▶ _Exercise details_
Gather every line in the entries below that contains the word "water". Case counts.

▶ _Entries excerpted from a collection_
****

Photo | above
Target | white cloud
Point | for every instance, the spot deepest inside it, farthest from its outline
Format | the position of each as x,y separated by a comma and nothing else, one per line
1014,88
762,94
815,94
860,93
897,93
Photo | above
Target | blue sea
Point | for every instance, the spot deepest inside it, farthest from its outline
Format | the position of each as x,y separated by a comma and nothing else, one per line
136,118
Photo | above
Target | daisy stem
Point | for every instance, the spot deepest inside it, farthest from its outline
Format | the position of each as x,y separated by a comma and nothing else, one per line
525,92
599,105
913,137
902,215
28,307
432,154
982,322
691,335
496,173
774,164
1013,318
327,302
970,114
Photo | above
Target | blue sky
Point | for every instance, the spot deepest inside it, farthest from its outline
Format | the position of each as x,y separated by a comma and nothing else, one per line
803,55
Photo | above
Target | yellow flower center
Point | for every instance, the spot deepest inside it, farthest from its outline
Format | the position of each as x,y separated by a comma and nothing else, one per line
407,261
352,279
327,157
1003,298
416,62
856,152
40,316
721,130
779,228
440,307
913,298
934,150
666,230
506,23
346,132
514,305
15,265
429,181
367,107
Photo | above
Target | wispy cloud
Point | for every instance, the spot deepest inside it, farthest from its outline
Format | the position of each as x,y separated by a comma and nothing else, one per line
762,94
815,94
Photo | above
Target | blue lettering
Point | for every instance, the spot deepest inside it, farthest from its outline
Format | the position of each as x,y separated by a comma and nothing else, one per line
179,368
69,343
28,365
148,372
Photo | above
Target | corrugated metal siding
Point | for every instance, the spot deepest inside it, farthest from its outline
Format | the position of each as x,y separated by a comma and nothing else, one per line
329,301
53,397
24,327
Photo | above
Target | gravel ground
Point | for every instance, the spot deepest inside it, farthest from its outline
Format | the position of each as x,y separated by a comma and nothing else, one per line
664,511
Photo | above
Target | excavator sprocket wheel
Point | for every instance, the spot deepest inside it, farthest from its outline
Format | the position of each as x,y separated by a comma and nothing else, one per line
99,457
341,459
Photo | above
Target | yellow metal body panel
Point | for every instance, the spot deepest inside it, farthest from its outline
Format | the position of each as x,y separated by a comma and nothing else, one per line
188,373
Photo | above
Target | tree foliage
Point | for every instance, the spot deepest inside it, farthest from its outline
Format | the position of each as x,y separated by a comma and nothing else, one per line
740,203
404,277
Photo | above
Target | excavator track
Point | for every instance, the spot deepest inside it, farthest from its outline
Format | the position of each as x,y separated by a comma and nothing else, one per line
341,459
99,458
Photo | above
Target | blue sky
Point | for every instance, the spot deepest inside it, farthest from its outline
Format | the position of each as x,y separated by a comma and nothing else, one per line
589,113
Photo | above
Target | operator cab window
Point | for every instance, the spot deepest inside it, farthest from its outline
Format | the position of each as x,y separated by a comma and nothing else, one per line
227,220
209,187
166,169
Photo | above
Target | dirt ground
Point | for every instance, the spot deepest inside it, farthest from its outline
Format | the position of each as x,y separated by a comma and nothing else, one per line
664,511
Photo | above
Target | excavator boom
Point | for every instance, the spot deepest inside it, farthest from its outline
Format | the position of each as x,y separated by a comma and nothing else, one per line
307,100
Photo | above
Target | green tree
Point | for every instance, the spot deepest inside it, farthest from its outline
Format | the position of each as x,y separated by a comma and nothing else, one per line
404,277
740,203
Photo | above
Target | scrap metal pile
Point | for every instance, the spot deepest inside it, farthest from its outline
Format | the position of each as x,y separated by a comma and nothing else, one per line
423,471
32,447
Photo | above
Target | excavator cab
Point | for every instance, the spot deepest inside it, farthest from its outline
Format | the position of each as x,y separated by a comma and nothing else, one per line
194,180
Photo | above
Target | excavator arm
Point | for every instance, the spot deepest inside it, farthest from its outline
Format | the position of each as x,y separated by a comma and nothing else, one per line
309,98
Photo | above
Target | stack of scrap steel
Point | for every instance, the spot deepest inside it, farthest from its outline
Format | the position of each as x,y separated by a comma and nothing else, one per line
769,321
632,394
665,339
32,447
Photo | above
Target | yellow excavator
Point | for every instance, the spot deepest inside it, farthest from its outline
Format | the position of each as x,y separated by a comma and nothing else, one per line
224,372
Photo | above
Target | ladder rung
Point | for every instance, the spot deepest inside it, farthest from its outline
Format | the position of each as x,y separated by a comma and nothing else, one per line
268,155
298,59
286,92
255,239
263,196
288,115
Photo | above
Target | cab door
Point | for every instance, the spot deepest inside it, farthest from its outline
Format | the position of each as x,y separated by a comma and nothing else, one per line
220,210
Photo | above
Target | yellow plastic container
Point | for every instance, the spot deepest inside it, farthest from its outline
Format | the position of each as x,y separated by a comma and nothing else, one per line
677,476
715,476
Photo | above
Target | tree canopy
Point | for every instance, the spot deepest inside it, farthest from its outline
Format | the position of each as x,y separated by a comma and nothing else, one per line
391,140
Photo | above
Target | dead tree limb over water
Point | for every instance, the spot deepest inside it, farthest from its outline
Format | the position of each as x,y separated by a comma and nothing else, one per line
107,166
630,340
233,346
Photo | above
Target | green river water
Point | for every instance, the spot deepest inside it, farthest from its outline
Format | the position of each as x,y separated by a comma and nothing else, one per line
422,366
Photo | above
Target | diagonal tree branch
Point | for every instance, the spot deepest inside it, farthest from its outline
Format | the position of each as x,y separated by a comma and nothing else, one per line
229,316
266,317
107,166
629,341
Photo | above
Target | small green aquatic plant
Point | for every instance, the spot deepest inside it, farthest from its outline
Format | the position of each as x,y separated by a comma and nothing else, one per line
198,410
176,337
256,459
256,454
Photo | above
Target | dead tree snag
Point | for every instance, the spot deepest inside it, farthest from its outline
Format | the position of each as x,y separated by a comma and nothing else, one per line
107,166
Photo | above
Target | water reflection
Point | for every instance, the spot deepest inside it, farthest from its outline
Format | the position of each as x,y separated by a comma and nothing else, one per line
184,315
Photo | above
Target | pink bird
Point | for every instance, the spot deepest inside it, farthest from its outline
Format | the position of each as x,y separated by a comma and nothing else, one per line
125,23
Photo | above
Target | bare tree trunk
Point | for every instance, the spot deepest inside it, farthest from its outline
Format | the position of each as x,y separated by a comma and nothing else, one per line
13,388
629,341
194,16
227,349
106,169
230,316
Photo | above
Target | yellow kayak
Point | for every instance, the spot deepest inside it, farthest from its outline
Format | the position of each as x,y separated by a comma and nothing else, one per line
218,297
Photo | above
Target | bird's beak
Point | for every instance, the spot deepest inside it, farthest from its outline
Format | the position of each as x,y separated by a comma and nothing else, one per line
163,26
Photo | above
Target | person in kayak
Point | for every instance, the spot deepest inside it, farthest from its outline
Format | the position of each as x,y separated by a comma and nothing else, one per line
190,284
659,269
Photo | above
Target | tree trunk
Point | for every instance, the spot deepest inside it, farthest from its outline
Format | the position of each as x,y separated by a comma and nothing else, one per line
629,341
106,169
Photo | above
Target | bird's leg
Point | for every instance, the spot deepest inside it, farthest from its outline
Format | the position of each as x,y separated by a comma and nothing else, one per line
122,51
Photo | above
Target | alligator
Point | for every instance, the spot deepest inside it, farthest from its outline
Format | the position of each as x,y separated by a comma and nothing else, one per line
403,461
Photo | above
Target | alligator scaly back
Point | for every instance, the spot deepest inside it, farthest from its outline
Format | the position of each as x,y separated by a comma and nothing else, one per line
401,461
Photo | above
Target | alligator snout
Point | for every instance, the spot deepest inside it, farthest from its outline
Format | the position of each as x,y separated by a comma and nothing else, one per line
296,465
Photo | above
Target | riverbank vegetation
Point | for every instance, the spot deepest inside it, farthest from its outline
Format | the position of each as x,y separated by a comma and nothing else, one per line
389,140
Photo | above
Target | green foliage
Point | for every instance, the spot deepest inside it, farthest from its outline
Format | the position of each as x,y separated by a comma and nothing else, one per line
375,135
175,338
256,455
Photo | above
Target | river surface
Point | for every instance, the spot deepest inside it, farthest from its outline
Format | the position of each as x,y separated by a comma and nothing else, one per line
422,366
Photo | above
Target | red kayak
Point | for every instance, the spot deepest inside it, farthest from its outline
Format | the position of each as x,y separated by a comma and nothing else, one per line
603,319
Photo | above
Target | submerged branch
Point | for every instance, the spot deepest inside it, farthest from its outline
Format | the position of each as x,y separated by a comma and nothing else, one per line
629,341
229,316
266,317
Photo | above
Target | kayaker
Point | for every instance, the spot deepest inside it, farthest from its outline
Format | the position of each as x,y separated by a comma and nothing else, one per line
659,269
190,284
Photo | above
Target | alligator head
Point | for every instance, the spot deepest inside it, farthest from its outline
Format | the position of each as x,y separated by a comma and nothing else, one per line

****

▶ _Result for this exercise_
Target | dead tree limb over water
Target | green river water
Target | water reflection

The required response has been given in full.